──────── THE DATA ────────

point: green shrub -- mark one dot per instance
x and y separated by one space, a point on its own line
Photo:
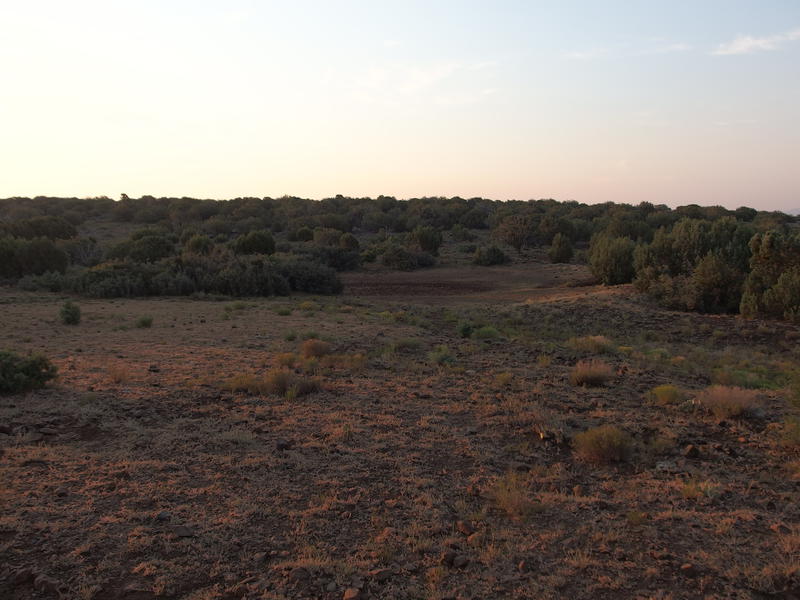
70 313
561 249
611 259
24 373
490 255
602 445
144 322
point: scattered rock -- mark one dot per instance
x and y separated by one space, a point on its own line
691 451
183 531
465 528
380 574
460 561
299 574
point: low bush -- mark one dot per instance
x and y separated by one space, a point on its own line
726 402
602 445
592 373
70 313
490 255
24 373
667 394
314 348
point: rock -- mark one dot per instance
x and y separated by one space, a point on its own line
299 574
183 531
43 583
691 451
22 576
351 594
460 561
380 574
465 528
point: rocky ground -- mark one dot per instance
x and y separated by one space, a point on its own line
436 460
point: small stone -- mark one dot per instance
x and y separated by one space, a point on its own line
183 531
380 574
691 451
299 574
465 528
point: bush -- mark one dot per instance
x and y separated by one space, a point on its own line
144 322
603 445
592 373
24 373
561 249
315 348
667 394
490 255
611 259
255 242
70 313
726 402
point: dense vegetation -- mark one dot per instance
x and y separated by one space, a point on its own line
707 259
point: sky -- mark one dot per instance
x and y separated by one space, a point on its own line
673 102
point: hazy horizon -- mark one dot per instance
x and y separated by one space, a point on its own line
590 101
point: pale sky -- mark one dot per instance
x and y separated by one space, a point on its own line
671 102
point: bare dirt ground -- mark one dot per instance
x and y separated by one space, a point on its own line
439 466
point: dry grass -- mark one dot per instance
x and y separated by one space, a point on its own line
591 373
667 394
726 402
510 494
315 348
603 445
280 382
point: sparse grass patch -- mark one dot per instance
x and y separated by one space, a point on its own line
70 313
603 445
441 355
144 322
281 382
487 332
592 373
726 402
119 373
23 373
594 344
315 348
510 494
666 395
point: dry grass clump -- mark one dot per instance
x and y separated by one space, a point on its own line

────────

→ **PROBLEM REQUIREMENTS**
Among the records, find every line with the word "ground" and copy it.

→ **OUTPUT FOR THIS TASK**
point: rocky ground -- mark one dot per instance
point: bare dirt ground -- mark one dot per instance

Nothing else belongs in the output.